Problem to solve: Extract each line of the data below that contains the string "face", and copy those lines in full. Case counts when matching.

Data:
——

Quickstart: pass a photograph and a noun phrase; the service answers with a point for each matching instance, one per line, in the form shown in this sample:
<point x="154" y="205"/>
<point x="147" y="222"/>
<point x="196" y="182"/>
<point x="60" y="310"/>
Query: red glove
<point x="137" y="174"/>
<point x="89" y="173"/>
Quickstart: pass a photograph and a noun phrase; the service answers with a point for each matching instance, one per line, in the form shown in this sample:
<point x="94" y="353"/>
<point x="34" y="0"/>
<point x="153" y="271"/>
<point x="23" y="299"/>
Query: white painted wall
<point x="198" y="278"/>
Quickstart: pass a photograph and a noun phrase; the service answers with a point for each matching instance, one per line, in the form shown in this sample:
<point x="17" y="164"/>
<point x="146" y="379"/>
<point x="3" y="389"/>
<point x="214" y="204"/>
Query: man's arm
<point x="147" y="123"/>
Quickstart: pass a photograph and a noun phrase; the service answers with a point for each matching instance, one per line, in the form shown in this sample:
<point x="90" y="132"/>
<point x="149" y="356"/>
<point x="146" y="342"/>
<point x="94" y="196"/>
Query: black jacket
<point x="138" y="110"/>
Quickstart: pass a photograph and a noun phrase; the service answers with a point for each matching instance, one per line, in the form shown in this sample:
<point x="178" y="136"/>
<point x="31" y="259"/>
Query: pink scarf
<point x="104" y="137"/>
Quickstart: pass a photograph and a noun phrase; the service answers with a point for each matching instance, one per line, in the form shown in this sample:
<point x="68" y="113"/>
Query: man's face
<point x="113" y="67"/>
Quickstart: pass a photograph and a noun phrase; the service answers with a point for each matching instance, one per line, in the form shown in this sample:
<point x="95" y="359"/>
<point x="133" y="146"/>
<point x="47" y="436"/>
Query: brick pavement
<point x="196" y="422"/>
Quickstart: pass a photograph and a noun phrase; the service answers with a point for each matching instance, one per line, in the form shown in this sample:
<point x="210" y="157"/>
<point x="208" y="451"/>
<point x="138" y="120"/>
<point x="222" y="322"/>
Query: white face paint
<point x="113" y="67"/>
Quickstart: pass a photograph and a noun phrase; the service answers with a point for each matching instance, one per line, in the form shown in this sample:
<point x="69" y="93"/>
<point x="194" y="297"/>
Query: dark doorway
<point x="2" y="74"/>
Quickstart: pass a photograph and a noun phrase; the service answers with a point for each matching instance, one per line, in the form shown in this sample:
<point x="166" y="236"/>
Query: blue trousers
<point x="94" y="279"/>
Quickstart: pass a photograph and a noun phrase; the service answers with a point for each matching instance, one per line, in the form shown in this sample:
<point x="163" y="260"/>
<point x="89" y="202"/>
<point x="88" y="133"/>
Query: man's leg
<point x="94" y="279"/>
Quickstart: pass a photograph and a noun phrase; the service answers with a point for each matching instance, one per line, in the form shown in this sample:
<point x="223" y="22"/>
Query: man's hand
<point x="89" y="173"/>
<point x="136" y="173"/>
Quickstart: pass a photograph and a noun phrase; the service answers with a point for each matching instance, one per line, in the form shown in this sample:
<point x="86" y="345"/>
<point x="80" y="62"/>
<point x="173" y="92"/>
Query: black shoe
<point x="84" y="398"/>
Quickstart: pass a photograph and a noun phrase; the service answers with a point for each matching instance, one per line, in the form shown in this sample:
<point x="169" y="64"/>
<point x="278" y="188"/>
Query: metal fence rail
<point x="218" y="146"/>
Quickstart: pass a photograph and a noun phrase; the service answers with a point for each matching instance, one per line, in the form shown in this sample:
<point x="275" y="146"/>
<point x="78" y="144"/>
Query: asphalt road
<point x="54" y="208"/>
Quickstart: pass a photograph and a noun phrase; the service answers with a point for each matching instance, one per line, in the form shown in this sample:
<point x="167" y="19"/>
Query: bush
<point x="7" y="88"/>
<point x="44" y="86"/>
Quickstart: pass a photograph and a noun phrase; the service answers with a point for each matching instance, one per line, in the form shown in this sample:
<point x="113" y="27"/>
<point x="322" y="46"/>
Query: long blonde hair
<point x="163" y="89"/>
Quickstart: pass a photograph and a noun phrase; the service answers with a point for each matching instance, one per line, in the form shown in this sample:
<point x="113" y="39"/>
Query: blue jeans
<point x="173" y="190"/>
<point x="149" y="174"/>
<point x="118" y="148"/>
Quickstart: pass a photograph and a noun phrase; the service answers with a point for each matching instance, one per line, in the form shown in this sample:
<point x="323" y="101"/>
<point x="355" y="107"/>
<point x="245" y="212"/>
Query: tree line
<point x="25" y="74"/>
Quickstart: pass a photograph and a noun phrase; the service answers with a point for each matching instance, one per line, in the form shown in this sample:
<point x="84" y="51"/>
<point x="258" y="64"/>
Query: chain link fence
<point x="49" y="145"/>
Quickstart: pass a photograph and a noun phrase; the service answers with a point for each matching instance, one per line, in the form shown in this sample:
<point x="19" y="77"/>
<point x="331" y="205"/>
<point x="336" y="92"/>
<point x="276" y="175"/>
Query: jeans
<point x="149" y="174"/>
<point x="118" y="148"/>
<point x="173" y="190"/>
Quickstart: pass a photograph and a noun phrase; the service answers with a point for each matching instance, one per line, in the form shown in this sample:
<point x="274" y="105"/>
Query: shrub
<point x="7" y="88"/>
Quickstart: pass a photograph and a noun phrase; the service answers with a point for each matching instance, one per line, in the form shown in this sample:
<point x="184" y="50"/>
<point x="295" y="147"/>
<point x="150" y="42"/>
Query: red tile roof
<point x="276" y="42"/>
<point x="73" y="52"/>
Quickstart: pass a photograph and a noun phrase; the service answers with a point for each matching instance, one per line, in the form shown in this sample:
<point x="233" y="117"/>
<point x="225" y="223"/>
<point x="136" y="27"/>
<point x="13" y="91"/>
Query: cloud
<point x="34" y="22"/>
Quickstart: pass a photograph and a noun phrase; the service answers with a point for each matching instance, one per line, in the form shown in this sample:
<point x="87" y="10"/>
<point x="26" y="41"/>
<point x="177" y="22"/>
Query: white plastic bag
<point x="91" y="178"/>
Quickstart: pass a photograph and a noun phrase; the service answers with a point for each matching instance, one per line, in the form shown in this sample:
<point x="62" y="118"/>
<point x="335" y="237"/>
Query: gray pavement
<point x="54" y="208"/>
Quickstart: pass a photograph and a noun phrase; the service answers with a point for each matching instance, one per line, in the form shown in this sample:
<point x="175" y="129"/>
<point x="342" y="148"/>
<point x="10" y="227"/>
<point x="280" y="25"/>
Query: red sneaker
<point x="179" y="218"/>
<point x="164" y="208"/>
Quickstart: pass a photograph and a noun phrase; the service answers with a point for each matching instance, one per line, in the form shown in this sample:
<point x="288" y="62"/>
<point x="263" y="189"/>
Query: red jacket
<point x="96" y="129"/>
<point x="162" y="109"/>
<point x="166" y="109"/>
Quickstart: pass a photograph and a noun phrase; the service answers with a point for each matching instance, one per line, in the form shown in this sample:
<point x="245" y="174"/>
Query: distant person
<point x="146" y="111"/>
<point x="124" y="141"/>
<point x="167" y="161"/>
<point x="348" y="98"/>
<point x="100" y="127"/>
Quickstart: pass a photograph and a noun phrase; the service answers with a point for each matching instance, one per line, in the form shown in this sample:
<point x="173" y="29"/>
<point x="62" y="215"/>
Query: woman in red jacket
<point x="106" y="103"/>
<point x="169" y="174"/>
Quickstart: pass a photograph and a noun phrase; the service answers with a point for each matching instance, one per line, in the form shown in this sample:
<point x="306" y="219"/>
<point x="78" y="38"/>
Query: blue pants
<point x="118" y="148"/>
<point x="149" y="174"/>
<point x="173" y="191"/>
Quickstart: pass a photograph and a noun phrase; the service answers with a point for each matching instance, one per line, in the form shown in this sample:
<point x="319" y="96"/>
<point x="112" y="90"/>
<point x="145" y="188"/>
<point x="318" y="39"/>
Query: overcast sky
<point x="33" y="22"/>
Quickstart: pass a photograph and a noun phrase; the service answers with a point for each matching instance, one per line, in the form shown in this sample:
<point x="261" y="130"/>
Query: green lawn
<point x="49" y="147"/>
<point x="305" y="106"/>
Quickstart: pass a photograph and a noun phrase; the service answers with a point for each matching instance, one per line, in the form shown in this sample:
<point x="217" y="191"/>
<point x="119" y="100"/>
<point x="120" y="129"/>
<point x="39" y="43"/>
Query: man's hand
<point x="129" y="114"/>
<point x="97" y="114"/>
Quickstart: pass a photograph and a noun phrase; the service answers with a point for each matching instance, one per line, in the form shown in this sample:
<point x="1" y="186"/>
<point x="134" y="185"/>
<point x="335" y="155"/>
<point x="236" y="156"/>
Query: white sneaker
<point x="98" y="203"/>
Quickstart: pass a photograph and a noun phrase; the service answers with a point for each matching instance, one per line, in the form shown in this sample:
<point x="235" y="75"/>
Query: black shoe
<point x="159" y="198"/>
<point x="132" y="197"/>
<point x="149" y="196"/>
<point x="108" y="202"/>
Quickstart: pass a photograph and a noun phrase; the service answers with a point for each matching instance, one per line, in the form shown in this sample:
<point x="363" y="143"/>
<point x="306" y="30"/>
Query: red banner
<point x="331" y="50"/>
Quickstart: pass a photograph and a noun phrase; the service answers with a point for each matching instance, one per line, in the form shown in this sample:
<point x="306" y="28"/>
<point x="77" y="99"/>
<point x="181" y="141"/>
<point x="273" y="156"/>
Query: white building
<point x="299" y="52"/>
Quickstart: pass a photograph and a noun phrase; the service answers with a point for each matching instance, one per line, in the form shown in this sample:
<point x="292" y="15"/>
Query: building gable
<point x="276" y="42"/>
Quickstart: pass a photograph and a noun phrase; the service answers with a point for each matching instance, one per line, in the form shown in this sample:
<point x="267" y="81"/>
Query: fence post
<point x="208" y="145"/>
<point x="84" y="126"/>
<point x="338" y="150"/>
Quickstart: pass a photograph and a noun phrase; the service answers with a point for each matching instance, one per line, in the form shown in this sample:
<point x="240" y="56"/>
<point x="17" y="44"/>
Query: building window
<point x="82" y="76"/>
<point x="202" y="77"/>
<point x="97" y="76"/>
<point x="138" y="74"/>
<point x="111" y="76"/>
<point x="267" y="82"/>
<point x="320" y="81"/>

——

The completed task:
Query: man's face
Query: white face paint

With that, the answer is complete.